## Work to be completed
Skip every line before the one containing "Exercise. Point out the chrome radiator", then copy that line and the rest of the entries below exactly, through the last line.
····················
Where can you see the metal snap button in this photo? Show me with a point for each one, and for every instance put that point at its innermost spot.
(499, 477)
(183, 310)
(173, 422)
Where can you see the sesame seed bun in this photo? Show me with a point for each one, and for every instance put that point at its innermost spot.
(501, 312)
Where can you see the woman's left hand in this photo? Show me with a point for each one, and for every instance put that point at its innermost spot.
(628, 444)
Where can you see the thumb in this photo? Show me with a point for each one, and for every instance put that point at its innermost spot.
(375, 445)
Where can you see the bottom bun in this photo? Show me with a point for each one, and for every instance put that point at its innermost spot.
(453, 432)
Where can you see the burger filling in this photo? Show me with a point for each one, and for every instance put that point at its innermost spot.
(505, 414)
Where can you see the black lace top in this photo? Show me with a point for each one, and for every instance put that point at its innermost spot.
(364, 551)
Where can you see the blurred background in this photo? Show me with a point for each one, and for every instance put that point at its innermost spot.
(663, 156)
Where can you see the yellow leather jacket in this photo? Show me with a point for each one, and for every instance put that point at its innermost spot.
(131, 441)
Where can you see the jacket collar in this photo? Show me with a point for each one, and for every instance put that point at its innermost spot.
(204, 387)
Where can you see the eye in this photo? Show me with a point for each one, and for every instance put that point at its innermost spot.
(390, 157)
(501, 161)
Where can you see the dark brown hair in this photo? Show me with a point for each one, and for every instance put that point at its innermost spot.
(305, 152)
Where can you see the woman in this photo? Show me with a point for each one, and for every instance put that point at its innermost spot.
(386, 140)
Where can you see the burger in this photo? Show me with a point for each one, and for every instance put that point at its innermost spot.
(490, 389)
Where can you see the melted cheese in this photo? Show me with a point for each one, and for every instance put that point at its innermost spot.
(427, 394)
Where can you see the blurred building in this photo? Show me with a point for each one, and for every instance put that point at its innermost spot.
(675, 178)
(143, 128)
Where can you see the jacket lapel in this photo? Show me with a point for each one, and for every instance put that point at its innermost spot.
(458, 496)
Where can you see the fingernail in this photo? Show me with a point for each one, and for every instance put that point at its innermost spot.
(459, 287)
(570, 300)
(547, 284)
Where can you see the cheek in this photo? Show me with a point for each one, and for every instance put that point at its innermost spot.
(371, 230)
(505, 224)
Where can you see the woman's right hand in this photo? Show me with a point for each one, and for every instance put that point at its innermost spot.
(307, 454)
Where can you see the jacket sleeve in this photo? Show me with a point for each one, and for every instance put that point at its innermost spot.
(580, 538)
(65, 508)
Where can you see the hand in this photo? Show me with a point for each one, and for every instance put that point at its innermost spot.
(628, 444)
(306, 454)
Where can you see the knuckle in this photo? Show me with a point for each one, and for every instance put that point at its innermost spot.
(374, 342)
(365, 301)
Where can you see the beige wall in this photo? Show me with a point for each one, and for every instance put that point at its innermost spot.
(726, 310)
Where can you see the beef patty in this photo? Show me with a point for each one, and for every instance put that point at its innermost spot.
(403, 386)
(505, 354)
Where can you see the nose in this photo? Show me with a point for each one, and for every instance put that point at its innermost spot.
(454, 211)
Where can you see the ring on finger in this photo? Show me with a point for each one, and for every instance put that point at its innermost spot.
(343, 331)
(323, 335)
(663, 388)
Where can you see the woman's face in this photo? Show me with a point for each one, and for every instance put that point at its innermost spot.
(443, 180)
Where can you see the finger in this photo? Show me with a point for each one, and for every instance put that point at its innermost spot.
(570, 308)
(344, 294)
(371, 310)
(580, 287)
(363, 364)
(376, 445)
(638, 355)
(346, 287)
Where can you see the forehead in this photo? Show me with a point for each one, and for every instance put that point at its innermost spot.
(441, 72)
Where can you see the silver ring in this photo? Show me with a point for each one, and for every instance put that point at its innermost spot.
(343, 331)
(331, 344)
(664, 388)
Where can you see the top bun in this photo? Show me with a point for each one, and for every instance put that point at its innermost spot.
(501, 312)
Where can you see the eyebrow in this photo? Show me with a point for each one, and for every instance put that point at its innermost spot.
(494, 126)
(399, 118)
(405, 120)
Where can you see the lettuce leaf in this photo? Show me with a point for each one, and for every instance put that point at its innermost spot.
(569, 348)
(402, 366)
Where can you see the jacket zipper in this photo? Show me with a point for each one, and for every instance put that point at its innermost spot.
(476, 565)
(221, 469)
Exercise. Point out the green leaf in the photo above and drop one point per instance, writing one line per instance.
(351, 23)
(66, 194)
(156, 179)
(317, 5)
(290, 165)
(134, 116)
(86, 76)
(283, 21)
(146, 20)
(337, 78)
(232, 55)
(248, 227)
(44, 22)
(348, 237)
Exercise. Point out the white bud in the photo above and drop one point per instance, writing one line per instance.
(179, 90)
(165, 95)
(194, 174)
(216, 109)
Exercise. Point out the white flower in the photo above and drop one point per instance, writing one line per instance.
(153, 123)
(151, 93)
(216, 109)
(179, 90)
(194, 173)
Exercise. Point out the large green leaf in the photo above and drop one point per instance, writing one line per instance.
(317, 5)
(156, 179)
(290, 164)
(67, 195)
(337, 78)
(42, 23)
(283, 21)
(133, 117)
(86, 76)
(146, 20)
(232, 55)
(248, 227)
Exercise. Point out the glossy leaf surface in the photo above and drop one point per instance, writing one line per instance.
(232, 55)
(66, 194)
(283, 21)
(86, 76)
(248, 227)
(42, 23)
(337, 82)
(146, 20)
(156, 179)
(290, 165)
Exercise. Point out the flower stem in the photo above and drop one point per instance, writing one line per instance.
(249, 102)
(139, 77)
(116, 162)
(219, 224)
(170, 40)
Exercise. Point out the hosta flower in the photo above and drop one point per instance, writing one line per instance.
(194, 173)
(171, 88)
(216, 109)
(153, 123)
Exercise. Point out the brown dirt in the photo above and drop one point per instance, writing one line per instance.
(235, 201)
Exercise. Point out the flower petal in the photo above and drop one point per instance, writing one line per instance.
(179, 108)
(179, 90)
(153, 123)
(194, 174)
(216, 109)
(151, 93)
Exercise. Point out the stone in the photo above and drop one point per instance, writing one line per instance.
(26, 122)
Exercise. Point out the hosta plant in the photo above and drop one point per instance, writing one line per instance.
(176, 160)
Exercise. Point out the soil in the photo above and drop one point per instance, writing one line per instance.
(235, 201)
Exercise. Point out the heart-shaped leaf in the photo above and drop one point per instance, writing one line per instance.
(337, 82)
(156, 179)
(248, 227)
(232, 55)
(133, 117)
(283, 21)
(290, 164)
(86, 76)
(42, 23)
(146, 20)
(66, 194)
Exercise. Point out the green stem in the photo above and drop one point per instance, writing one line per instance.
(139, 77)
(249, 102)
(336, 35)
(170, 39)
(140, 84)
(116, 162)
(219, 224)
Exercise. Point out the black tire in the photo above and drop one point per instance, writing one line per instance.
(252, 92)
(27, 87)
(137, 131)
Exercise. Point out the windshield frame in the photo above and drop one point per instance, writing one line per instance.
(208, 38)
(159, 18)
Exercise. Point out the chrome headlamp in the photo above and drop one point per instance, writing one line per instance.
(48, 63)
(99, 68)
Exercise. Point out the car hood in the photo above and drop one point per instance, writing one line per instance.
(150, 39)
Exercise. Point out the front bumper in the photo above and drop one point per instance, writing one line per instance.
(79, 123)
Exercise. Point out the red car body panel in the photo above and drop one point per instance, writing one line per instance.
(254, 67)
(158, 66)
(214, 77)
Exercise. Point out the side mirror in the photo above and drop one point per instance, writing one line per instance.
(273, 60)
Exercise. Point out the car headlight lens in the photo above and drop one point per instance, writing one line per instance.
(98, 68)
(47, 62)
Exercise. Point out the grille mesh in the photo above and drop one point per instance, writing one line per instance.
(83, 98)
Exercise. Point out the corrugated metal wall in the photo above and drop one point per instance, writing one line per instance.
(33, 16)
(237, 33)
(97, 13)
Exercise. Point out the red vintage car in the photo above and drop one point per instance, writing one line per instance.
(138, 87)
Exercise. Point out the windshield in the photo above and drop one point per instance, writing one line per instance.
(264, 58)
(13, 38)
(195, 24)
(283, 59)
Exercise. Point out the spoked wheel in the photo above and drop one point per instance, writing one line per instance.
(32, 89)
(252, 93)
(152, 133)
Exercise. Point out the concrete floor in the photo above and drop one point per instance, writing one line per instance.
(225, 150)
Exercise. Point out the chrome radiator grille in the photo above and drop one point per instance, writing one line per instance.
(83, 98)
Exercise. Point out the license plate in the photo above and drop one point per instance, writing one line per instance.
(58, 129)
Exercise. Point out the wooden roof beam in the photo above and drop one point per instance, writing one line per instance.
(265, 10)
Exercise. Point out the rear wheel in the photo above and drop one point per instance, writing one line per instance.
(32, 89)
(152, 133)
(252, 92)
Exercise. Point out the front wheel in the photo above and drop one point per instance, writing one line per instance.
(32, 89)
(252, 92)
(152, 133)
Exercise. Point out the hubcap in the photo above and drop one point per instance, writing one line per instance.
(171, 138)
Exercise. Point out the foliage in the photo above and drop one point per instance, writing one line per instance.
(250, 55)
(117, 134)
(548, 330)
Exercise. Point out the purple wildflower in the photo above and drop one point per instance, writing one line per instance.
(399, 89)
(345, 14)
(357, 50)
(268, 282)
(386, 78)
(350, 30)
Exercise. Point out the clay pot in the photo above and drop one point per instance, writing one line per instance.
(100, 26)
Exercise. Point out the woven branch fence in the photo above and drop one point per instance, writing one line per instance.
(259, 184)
····················
## Solution below
Exercise. Point out the chrome radiator grille in the photo above and drop one point per instance, writing one line per instance.
(83, 98)
Exercise. Point out the license plate in the photo above and drop one point per instance, writing one line per instance.
(58, 129)
Exercise. Point out the wooden roof beam in the photo above and drop one point per instance, writing one line per instance.
(265, 10)
Exercise. Point out the rear wheel in the photo above and drop one point per instance, writing one line per instance.
(32, 89)
(152, 133)
(252, 92)
Exercise. Point out the front wheel in the photo above and drop one point per instance, writing one line per instance.
(32, 89)
(252, 92)
(152, 133)
Exercise. Point out the hubcap in the photo above and drop one point per instance, writing one line per instance.
(171, 138)
Exercise. Point out the foliage in the photo above and drop one point per instance, writing one line per instance.
(250, 55)
(117, 134)
(548, 330)
Exercise. Point out the purple wildflower in the photo above and drop one point per instance, writing one line per instance.
(399, 89)
(345, 14)
(357, 50)
(268, 282)
(386, 78)
(350, 30)
Exercise. Point out the clay pot in the photo above and drop one point per instance, writing one line per instance.
(100, 26)
Exercise. Point out the woven branch fence in the photo above and drop one point per instance, writing one line per instance.
(259, 184)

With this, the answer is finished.